— BEGIN Items —
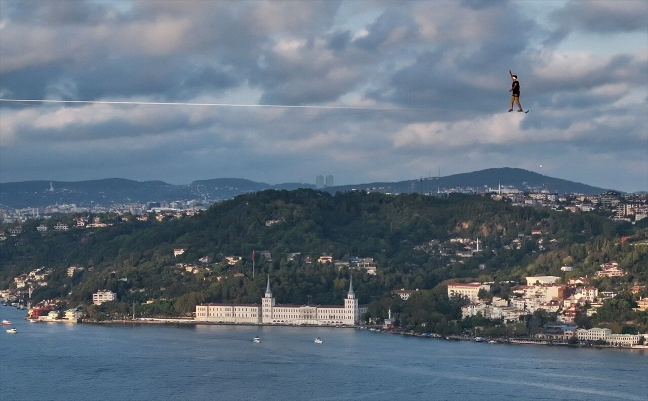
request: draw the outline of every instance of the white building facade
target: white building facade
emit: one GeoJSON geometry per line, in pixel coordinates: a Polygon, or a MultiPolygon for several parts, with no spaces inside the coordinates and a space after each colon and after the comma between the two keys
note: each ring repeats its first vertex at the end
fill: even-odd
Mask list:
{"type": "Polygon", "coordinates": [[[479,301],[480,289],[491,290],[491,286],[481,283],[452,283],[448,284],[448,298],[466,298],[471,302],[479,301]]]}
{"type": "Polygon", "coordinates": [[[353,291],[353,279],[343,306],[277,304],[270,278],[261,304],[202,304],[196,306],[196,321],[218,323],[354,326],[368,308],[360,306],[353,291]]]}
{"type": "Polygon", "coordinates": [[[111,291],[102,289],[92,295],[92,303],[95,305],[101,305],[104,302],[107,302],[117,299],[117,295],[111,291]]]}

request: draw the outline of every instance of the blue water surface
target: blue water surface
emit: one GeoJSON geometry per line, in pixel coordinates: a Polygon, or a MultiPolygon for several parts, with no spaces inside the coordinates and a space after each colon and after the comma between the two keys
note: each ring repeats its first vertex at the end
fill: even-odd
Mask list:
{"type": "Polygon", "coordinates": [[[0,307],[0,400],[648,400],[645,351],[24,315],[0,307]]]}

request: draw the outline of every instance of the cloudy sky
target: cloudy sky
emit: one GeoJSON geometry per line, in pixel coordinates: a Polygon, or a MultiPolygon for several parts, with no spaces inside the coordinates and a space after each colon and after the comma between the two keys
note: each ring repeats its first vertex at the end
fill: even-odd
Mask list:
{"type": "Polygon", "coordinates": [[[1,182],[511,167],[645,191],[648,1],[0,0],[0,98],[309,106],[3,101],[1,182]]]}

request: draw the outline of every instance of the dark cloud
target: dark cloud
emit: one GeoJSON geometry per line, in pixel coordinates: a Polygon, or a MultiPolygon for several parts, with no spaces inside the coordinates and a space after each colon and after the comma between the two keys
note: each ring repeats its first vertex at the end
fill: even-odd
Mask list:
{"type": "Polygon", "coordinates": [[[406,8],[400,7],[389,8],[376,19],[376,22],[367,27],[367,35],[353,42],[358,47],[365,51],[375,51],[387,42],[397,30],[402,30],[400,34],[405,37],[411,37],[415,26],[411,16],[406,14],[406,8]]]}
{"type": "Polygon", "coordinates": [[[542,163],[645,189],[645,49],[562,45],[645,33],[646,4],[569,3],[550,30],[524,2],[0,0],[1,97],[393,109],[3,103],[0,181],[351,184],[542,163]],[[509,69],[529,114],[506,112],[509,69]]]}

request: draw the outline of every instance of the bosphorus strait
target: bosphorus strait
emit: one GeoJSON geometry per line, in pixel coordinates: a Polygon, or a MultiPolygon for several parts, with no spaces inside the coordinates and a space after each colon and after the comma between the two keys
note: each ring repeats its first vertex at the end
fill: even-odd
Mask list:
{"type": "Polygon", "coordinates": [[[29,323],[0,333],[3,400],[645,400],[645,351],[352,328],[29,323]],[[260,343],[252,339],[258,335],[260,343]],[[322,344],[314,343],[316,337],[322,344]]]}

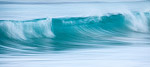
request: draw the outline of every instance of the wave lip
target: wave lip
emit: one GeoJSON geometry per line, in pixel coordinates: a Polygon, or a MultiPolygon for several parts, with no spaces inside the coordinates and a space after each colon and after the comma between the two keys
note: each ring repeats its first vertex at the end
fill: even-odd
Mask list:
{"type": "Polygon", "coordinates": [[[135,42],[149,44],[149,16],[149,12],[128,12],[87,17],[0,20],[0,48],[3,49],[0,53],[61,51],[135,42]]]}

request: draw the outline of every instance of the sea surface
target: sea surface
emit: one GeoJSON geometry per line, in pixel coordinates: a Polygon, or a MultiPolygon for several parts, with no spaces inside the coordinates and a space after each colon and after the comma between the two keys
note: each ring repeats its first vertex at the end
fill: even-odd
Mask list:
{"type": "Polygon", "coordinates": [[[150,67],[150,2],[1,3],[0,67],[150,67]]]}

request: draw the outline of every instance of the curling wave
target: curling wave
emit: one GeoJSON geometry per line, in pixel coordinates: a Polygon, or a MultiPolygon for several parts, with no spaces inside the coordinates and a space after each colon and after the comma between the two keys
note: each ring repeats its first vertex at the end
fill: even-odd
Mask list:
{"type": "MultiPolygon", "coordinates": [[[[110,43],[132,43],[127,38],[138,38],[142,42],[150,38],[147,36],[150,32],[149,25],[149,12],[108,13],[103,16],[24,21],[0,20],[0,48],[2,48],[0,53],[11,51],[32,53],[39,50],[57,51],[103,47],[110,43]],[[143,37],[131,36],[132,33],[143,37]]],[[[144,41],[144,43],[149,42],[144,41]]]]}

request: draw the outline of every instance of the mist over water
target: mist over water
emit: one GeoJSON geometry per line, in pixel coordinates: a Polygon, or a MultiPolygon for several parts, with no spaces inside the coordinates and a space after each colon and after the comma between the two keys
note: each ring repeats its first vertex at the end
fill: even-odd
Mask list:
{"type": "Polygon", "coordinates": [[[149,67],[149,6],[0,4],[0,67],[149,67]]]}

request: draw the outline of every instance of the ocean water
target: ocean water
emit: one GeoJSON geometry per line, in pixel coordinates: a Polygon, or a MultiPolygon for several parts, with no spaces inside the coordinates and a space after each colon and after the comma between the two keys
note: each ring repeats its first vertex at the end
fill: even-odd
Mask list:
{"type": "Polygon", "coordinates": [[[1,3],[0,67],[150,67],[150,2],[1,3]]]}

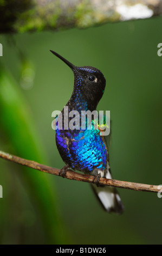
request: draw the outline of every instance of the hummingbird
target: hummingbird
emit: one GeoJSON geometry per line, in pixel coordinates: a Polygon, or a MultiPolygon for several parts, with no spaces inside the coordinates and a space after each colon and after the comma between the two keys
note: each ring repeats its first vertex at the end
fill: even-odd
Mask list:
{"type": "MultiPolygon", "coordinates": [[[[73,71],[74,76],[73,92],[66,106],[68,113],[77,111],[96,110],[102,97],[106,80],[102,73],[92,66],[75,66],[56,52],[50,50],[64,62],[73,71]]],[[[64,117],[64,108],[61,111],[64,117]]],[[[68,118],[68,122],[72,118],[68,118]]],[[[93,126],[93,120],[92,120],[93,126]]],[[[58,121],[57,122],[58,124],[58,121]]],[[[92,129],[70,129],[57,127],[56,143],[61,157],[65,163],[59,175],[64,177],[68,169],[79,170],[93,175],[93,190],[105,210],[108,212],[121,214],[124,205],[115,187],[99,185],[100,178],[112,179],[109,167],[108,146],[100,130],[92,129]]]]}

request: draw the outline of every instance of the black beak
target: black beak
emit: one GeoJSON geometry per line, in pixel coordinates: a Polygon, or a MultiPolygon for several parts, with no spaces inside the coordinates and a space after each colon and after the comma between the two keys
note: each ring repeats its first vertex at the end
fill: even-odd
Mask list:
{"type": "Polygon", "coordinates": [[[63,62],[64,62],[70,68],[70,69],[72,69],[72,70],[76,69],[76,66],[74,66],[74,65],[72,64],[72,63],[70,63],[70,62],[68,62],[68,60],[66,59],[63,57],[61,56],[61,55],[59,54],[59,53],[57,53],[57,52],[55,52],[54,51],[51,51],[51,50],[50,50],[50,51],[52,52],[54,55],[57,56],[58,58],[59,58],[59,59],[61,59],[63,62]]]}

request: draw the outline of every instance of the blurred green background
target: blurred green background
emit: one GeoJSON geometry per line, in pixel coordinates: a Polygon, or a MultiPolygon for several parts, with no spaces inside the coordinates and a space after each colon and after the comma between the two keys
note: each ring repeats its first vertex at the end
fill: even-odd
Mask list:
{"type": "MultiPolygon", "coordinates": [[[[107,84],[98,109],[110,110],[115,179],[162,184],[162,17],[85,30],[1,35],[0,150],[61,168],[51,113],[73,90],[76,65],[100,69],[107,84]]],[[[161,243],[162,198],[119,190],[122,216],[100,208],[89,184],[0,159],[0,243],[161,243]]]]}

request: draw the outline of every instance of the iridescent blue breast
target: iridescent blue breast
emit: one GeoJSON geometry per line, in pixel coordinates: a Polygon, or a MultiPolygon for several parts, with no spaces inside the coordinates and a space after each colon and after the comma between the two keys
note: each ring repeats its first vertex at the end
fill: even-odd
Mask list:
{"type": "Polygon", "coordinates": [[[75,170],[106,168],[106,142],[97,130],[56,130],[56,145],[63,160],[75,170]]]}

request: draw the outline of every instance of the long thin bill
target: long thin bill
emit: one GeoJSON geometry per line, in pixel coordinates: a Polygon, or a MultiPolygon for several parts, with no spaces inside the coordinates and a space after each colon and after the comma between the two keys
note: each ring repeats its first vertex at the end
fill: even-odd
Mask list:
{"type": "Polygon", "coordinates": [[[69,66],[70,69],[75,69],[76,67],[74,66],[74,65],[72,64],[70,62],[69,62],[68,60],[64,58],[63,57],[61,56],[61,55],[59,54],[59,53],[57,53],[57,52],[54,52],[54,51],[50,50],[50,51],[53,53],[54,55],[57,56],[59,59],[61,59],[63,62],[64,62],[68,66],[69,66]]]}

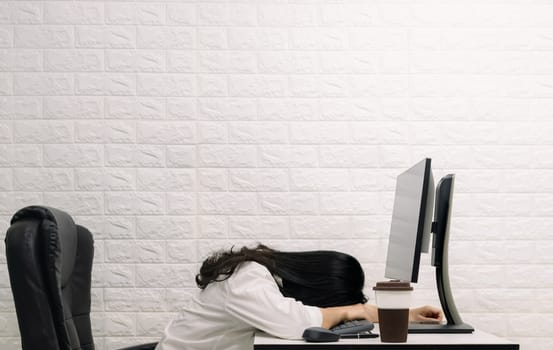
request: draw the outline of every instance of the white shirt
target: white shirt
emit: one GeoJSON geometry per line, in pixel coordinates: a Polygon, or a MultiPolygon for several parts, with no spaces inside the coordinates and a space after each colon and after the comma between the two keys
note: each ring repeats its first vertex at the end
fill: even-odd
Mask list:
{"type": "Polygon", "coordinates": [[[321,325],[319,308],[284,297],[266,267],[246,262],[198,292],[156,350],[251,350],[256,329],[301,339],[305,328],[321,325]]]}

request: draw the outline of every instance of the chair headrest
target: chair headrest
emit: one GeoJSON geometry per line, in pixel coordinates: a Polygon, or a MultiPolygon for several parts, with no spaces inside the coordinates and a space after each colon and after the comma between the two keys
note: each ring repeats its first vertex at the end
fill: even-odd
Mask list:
— END Items —
#### What needs to be done:
Repeat the entries word for word, starting at the first line of the entries and ending at the line that contains "target: white building facade", with both of those lines included. Leave the pictures out of your answer.

#### Solution to this task:
request: draw the outline of every instance of the white building facade
target: white building facade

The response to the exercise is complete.